Page excerpt:
=== Section Start ===
Mission Description:
Advanced Analytics and AI are high on the agenda at our client and we are looking to strengthen our internal team of AI experts.
In this regard, we are currently searching for an outstanding data engineer proficient in Python and Spark. Your role will be crucial in advancing the development of analytics workflows for the purpose of generating insights, implementing prescriptive analytics, and creating decision support applications. The initial primary area of focus for this position will revolve around data engineering within the pharmaceutical manufacturing sector. As part of our team, you will have the opportunity to collaborate with other accomplished professionals and contribute to cutting-edge projects. Your expertise in data engineering and proficiency in Python and Spark will be instrumental in driving the progress of our analytics initiatives.
Responsibilities:
Develop and operate data pipelines processing large, complex datasets as input for analytics and machine learning
Help to define the analytical scope and data for projects, including investigating data sources, designing new features and data integration flows.
Identify, design, and implement internal process improvements: automating manual processes, optimizing data delivery, re-designing infrastructure for greater scalability, etc.
Create data tools for analytics and data scientist team members that assist them in building and optimizing their results.
=== Section End ===
Supplied entries:
=== Section Start ===
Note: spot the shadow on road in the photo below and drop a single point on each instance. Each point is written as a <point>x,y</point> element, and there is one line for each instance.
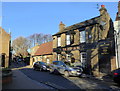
<point>52,80</point>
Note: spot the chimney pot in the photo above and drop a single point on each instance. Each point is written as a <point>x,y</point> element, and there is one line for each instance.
<point>102,5</point>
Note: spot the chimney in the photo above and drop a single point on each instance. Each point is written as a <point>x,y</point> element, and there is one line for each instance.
<point>102,9</point>
<point>61,27</point>
<point>119,7</point>
<point>118,13</point>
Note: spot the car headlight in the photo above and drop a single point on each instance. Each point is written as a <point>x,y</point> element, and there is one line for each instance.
<point>44,66</point>
<point>73,71</point>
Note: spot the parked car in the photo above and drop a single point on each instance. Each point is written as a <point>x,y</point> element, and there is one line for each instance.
<point>62,68</point>
<point>40,66</point>
<point>116,76</point>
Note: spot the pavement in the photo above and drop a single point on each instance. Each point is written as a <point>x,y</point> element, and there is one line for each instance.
<point>21,81</point>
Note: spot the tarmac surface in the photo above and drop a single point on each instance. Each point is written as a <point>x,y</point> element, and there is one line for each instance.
<point>21,81</point>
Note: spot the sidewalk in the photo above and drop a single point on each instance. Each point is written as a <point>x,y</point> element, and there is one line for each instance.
<point>21,81</point>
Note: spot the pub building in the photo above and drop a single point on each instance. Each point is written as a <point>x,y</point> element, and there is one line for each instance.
<point>90,43</point>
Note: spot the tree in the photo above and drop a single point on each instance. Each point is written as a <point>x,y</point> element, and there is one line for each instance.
<point>20,46</point>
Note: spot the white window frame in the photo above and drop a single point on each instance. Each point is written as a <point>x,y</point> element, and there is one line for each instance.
<point>58,57</point>
<point>59,41</point>
<point>83,60</point>
<point>67,39</point>
<point>82,37</point>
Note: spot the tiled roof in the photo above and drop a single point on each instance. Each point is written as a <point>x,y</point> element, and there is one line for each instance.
<point>45,48</point>
<point>81,24</point>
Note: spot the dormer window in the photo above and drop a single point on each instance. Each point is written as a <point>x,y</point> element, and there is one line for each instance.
<point>68,39</point>
<point>82,37</point>
<point>59,41</point>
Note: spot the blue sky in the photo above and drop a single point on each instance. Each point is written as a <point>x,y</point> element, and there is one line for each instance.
<point>27,18</point>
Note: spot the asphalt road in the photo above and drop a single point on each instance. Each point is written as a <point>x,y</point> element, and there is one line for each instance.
<point>57,81</point>
<point>61,82</point>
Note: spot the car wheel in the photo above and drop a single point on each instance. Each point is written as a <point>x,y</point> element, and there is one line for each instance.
<point>51,71</point>
<point>66,73</point>
<point>34,68</point>
<point>40,69</point>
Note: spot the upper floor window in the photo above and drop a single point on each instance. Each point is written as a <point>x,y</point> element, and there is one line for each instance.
<point>68,39</point>
<point>59,41</point>
<point>82,37</point>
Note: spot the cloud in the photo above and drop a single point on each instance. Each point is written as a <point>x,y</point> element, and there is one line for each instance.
<point>59,0</point>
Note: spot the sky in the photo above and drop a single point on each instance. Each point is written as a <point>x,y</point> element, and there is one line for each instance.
<point>27,18</point>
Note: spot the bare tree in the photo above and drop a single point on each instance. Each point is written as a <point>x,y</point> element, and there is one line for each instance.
<point>20,46</point>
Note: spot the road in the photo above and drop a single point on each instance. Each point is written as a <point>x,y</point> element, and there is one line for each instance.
<point>61,82</point>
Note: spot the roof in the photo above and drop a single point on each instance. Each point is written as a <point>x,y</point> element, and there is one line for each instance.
<point>44,49</point>
<point>92,21</point>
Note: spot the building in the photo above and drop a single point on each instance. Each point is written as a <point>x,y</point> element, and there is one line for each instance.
<point>32,53</point>
<point>90,43</point>
<point>5,52</point>
<point>43,53</point>
<point>117,36</point>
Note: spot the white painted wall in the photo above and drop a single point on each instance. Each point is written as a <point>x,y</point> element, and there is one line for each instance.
<point>117,42</point>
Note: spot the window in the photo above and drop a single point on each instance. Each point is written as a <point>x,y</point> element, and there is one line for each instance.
<point>68,39</point>
<point>59,41</point>
<point>58,56</point>
<point>82,37</point>
<point>68,57</point>
<point>83,58</point>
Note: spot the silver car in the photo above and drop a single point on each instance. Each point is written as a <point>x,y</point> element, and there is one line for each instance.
<point>62,68</point>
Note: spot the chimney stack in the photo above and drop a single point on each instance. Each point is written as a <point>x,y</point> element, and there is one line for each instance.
<point>61,27</point>
<point>102,9</point>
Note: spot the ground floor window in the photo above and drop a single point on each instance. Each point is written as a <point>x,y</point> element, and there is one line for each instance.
<point>48,61</point>
<point>68,57</point>
<point>83,58</point>
<point>58,57</point>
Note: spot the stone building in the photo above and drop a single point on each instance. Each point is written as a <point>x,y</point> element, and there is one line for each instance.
<point>117,36</point>
<point>43,53</point>
<point>4,48</point>
<point>90,43</point>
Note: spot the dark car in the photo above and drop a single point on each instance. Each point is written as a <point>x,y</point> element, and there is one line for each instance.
<point>40,66</point>
<point>116,76</point>
<point>62,68</point>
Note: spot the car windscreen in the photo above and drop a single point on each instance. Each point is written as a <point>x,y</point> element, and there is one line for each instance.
<point>42,63</point>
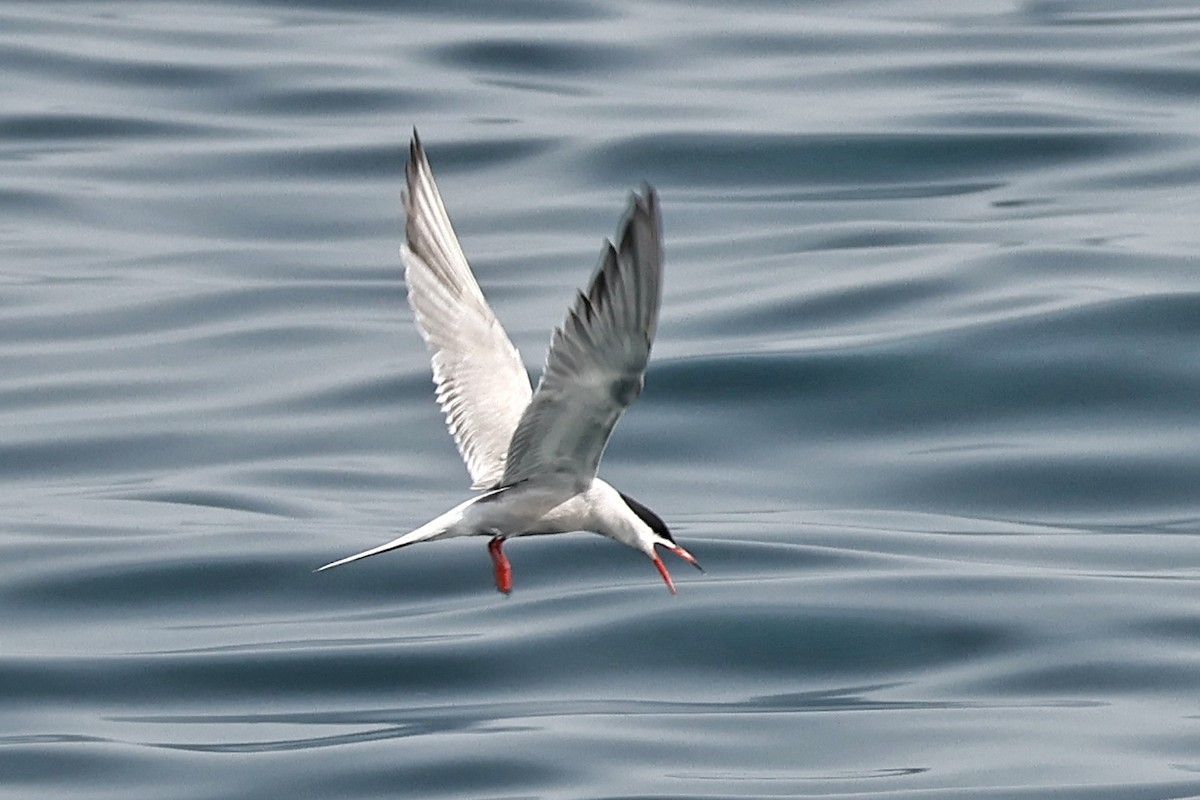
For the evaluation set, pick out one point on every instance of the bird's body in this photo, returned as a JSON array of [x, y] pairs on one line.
[[535, 452]]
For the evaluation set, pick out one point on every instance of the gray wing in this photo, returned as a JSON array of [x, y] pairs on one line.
[[597, 356], [481, 383]]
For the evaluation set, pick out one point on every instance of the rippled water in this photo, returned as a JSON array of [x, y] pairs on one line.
[[924, 401]]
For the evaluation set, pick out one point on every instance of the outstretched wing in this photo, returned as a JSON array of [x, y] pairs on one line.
[[481, 383], [597, 356]]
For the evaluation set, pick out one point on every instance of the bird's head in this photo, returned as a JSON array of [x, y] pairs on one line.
[[655, 534]]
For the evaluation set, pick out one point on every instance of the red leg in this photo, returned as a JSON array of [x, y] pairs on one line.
[[503, 569]]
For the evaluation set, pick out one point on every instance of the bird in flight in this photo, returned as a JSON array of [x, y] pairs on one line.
[[534, 452]]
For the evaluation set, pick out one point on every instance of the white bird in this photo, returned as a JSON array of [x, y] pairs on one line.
[[535, 452]]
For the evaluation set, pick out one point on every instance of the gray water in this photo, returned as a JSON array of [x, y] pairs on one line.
[[923, 401]]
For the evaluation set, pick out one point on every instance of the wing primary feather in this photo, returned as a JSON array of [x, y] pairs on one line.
[[481, 383], [598, 356]]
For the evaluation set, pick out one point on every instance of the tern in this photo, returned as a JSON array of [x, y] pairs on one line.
[[534, 452]]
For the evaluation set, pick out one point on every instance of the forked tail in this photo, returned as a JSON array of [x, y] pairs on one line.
[[433, 529]]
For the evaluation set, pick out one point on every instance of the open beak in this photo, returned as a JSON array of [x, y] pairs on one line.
[[663, 570]]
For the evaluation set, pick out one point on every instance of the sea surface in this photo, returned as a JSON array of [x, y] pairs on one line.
[[924, 401]]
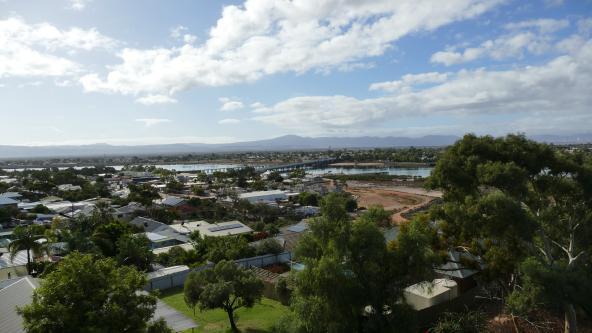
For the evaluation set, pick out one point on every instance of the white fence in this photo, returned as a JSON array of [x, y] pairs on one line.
[[177, 279]]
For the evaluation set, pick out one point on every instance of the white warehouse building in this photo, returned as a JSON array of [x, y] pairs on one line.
[[263, 196]]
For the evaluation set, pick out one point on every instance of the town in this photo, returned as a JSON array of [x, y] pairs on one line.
[[269, 227], [296, 166]]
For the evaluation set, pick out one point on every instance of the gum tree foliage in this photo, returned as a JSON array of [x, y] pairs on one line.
[[526, 209], [226, 286], [352, 282], [86, 294], [216, 249], [135, 250]]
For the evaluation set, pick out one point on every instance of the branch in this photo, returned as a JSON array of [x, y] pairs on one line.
[[562, 247]]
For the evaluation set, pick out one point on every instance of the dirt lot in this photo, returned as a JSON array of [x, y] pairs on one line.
[[392, 197]]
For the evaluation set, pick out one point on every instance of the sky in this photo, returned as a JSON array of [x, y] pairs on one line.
[[177, 71]]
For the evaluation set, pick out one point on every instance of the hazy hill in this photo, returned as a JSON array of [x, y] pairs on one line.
[[288, 142]]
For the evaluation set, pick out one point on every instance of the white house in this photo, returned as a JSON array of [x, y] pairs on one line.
[[263, 196], [229, 228], [424, 294]]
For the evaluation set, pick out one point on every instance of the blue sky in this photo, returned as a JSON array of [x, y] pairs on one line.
[[152, 71]]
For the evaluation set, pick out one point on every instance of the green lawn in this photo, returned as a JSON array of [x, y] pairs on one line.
[[260, 318]]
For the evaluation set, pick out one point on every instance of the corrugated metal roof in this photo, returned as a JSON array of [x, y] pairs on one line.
[[17, 294]]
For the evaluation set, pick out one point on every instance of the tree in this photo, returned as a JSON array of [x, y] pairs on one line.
[[377, 215], [86, 294], [40, 209], [275, 177], [524, 208], [351, 281], [298, 173], [105, 236], [135, 250], [466, 322], [143, 194], [309, 199], [269, 246], [27, 239], [226, 286]]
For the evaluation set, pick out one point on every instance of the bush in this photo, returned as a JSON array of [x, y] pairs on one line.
[[467, 322]]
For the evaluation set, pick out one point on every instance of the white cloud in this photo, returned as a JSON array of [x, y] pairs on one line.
[[262, 38], [553, 3], [559, 88], [178, 33], [543, 25], [149, 122], [533, 36], [410, 80], [230, 105], [78, 4], [156, 99], [228, 121], [32, 49]]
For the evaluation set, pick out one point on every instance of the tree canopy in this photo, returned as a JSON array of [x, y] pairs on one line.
[[226, 286], [86, 294], [526, 210]]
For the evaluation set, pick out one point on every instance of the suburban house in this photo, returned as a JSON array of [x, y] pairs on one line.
[[14, 293], [128, 211], [172, 201], [6, 202], [12, 195], [230, 228], [11, 268], [263, 196]]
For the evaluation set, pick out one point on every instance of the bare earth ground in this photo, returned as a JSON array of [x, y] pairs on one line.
[[396, 198]]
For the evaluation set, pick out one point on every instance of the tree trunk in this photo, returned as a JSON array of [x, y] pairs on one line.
[[231, 318], [28, 261], [570, 319]]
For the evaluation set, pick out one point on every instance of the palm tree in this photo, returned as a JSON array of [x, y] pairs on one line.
[[26, 239]]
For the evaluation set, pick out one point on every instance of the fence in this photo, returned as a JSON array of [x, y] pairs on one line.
[[177, 278]]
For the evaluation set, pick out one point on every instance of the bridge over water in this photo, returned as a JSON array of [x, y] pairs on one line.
[[281, 167]]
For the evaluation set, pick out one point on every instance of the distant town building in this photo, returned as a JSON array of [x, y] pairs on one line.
[[263, 196]]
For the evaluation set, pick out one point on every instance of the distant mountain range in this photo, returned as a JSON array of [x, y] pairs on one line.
[[283, 143]]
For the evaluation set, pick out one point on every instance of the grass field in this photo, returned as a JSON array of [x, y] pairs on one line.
[[258, 319]]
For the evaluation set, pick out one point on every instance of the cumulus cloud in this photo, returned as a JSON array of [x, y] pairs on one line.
[[149, 122], [179, 33], [229, 121], [78, 4], [410, 80], [533, 36], [543, 25], [559, 88], [34, 49], [230, 105], [155, 99], [262, 38]]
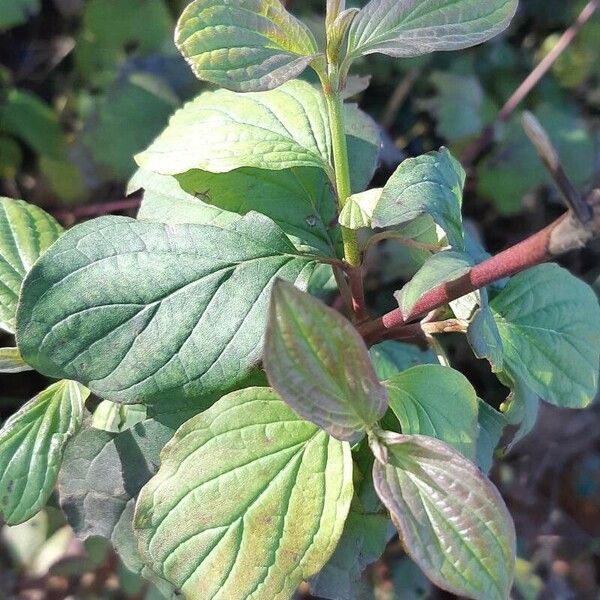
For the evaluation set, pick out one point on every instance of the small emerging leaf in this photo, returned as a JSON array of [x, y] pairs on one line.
[[256, 522], [438, 402], [549, 322], [11, 361], [404, 28], [320, 365], [26, 231], [430, 184], [244, 45], [441, 268], [452, 521], [32, 443]]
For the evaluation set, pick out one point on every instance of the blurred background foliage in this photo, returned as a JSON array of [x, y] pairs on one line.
[[85, 84]]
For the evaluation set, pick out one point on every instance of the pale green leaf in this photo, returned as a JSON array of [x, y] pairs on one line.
[[319, 364], [549, 322], [452, 521], [147, 311], [440, 268], [26, 231], [244, 45], [438, 402], [358, 210], [391, 357], [32, 443], [284, 128], [404, 28], [256, 522], [11, 361], [429, 184], [491, 427]]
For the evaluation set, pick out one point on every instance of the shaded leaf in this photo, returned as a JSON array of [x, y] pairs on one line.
[[549, 322], [438, 402], [26, 231], [404, 28], [146, 311], [32, 443], [244, 526], [429, 184], [244, 45], [452, 521], [319, 364]]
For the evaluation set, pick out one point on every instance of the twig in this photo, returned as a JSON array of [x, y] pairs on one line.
[[565, 234], [485, 139]]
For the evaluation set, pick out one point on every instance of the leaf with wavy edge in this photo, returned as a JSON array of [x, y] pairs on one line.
[[147, 311], [32, 443], [452, 520], [403, 28], [26, 231], [256, 522], [244, 45], [549, 323], [320, 366]]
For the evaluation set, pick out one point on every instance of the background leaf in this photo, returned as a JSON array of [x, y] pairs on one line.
[[32, 443], [320, 366], [244, 45], [244, 526]]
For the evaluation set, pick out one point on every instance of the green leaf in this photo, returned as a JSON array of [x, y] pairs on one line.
[[101, 475], [549, 322], [255, 523], [31, 120], [358, 210], [452, 520], [244, 45], [491, 427], [32, 443], [440, 268], [390, 357], [17, 12], [307, 214], [319, 364], [161, 312], [438, 402], [166, 202], [284, 128], [26, 231], [401, 28], [429, 184], [11, 361]]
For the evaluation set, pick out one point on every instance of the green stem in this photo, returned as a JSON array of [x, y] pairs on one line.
[[335, 108]]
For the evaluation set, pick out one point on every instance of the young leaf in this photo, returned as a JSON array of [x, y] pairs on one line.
[[404, 28], [255, 523], [25, 232], [429, 184], [438, 402], [358, 210], [11, 361], [159, 311], [390, 357], [491, 426], [32, 443], [549, 322], [440, 268], [100, 477], [244, 45], [320, 366], [284, 128], [452, 521]]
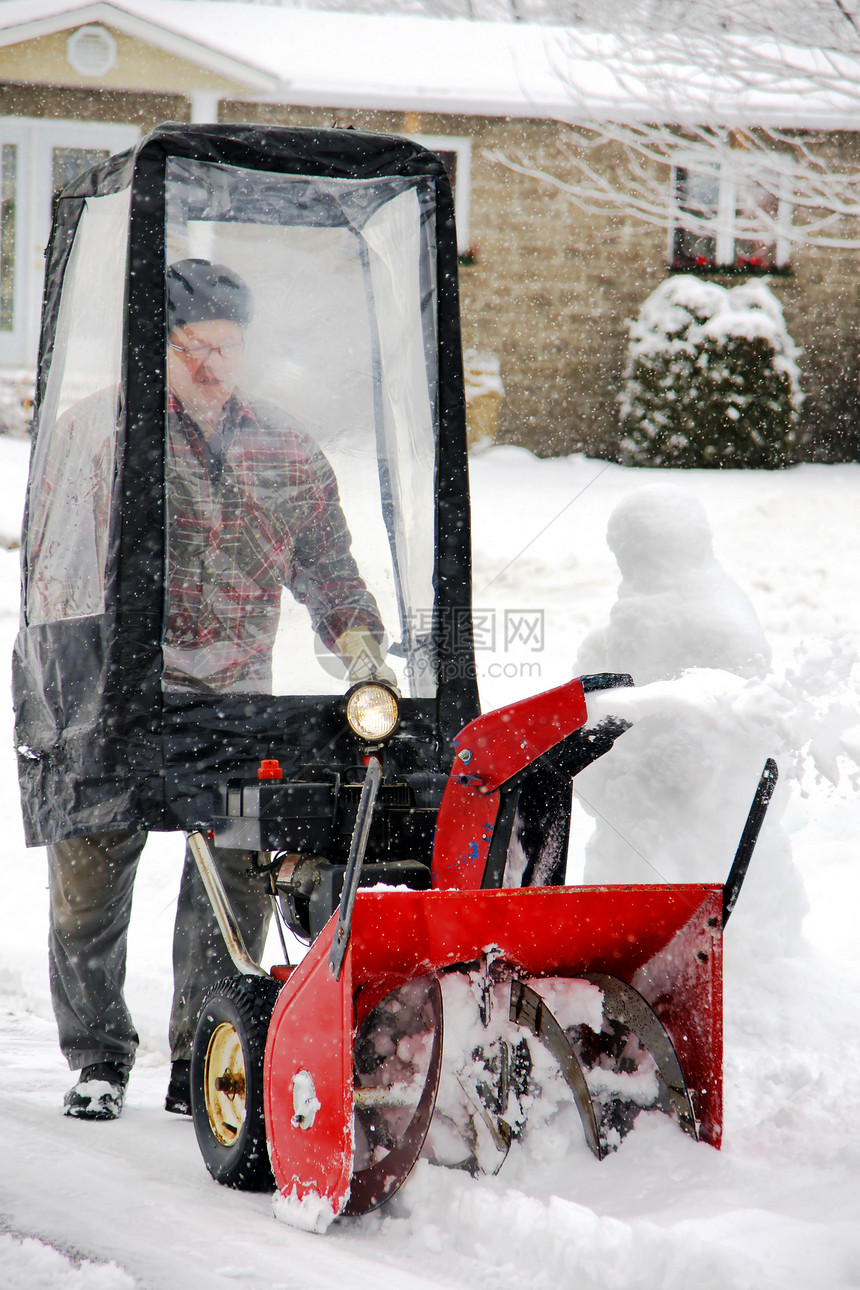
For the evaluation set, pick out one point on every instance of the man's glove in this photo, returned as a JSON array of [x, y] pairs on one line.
[[362, 657]]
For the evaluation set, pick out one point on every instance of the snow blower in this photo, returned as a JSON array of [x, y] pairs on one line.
[[246, 615]]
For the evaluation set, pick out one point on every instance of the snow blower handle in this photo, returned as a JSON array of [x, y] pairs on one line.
[[748, 839], [357, 848]]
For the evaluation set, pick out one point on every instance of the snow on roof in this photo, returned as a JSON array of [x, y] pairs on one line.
[[498, 69]]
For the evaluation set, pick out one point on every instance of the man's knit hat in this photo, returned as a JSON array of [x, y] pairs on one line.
[[200, 292]]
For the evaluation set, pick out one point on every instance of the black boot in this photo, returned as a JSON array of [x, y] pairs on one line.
[[178, 1098], [98, 1093]]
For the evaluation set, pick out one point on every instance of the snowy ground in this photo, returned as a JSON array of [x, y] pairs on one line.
[[129, 1204]]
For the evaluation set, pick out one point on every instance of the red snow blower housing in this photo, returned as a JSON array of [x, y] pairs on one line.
[[267, 643]]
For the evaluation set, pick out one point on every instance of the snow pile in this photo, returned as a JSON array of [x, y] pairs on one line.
[[672, 799], [712, 378], [27, 1263], [132, 1204], [676, 605]]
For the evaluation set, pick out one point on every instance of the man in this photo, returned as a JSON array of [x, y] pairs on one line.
[[252, 507]]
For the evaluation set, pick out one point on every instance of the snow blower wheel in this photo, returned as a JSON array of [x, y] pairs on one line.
[[227, 1081]]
=== Section End ===
Work to complete: Could you rewrite the data engineer job posting between "Identify, design, and" and "greater scalability, etc.", inclusive, putting "reliability" in place of "scalability"? Work only from the data engineer job posting.

Exercise result:
Identify, design, and implement internal process improvements: automating manual processes, optimizing data delivery, re-designing infrastructure for greater reliability, etc.